Your task
The required output is the line that contains "Task: Q: Indicate the flat" plus every line after it in the listing below, copied exactly as it appears.
★ ★ ★ ★ ★
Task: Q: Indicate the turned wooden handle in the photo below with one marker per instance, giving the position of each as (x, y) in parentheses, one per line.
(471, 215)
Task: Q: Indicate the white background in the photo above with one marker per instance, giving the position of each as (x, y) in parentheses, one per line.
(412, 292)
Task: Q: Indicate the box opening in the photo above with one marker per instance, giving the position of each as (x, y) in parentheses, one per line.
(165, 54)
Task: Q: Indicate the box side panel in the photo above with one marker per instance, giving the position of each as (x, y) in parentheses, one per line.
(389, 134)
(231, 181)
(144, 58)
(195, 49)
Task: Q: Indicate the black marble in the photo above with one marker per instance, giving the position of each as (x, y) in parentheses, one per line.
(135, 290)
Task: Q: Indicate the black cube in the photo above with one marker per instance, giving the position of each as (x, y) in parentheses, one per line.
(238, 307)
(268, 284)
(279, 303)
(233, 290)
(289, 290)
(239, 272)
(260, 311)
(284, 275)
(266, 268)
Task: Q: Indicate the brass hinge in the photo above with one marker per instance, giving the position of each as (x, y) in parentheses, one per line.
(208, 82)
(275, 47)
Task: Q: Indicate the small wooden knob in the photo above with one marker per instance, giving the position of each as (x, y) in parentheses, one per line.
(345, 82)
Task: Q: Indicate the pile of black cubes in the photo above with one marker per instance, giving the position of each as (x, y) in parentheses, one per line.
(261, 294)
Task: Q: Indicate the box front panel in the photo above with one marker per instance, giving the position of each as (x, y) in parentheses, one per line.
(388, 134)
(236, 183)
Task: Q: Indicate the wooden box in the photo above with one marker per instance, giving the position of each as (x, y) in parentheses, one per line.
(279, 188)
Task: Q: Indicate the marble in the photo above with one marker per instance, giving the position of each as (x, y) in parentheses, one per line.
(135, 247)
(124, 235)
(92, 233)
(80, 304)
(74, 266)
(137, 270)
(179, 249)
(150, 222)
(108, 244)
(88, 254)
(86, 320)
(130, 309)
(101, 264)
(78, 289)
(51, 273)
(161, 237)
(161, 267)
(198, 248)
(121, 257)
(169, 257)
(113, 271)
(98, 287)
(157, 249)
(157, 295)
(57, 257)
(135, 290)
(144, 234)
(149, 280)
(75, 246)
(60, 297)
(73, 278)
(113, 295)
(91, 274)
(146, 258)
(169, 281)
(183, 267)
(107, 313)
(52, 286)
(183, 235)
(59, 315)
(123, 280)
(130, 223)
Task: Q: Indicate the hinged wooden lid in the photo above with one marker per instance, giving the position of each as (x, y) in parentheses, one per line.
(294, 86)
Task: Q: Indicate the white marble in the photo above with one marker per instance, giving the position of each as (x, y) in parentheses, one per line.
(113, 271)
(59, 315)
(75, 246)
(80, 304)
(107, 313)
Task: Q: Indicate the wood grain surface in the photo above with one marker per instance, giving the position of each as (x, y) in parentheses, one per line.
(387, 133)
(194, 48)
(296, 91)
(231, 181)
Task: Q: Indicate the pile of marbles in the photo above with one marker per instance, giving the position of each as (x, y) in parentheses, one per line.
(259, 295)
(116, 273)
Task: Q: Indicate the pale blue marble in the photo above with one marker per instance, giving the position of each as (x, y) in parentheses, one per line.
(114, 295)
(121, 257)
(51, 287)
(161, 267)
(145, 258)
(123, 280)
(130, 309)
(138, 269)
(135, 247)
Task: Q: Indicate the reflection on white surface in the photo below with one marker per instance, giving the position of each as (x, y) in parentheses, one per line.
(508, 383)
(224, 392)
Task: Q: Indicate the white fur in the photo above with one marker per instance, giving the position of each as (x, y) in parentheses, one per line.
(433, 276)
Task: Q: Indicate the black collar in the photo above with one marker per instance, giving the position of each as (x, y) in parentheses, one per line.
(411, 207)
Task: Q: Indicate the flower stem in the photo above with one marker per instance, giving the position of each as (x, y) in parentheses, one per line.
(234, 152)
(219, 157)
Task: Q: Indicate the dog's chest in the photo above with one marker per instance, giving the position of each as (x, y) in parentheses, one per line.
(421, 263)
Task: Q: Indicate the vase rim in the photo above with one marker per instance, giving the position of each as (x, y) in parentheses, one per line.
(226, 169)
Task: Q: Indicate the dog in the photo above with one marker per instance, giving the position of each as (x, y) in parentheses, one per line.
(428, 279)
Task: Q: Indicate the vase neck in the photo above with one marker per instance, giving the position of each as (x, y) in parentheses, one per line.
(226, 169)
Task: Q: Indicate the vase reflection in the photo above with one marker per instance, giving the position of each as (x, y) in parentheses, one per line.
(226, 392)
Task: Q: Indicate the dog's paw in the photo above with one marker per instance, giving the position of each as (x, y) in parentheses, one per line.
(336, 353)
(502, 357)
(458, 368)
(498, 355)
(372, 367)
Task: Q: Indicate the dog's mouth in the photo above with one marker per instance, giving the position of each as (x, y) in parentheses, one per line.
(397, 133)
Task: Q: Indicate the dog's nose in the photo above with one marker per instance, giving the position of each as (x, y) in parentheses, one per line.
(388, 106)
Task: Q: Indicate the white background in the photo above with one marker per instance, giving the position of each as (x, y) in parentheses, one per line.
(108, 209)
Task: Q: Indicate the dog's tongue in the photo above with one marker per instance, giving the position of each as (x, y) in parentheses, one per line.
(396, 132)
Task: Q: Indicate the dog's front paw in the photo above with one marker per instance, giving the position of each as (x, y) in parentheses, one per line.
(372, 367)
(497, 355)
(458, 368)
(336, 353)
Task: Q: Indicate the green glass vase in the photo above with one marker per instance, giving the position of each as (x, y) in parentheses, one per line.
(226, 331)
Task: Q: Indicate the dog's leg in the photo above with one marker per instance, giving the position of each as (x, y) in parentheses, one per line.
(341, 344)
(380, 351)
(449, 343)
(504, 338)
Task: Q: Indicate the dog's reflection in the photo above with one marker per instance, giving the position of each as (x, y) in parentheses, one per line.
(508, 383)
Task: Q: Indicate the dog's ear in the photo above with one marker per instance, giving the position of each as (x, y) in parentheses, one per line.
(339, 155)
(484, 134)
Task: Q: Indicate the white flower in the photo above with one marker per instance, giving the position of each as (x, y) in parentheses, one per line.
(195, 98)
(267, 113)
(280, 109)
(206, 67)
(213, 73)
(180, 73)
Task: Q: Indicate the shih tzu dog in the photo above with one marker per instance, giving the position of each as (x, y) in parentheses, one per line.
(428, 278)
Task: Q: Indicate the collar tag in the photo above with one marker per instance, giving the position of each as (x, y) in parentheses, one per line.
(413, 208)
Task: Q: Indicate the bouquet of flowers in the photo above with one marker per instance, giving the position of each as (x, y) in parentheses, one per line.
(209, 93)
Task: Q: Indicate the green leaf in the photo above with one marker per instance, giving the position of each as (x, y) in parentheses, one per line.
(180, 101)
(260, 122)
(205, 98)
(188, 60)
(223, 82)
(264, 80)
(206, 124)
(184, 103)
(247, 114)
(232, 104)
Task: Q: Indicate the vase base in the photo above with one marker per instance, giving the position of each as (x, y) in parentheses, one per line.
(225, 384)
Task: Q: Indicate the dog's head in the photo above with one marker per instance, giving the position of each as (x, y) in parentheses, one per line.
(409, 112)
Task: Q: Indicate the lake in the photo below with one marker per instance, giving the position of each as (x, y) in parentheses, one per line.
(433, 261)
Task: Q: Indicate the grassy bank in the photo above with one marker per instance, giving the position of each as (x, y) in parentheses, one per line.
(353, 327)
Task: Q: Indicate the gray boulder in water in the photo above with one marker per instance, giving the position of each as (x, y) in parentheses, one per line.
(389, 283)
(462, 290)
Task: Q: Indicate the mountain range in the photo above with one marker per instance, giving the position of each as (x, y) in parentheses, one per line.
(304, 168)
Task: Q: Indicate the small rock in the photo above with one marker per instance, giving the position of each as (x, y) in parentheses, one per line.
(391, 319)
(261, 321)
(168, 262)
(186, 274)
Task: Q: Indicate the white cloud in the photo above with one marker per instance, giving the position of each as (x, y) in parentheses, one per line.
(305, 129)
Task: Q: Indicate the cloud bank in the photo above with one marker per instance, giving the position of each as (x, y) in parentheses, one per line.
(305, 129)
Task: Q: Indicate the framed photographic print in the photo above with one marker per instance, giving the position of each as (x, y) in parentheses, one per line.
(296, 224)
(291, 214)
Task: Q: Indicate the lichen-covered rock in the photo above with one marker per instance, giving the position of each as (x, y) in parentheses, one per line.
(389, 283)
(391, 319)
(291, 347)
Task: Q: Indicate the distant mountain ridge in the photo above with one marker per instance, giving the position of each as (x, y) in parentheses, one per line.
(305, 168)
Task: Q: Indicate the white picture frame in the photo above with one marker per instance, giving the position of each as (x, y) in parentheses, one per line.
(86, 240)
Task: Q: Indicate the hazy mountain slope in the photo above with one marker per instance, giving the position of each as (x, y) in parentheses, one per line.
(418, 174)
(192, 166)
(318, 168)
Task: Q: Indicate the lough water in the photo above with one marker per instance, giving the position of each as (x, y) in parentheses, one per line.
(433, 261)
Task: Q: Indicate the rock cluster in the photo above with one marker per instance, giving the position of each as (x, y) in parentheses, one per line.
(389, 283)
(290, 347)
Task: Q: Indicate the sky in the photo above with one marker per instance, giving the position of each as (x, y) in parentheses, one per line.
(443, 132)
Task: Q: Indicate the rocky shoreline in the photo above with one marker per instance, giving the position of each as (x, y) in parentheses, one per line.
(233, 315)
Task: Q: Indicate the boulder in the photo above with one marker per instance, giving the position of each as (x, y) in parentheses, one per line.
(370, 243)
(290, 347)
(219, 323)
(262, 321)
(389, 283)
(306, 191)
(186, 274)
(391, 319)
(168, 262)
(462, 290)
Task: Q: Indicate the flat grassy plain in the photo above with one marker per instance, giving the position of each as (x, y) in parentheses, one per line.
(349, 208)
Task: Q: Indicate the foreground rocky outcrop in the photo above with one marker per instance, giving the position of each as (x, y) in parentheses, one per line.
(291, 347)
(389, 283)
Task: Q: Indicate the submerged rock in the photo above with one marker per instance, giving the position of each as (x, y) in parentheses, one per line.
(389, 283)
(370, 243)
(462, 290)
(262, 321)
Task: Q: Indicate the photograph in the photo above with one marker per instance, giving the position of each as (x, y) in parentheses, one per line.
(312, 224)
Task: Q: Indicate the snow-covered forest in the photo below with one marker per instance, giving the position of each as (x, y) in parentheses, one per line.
★ ★ ★ ★ ★
Complete response
Task: Q: Indicate the flat grassy plain in the photo above with one marker per instance, giving the position of each as (x, y) in parentheses, one per line.
(349, 208)
Task: Q: Indicate the foreground rocky outcrop in the photo above with one marker per instance, giving the position of each as (x, y) in parentheses, one per line.
(291, 347)
(389, 283)
Task: Q: Indicate the submerged rock in the photo above with one marker per instance, giving the position of each as (x, y) in parentheses, one per line.
(389, 283)
(370, 243)
(462, 290)
(262, 321)
Task: Q: Indicate the photograph in the photo above with one marker per instance, giving the position of each as (x, y) in parentheses, one per line.
(312, 224)
Task: Q: Indicate the snow-covered forest in the photo below with one marker per instance, giving the position of each as (x, y) in parentheses, one per line.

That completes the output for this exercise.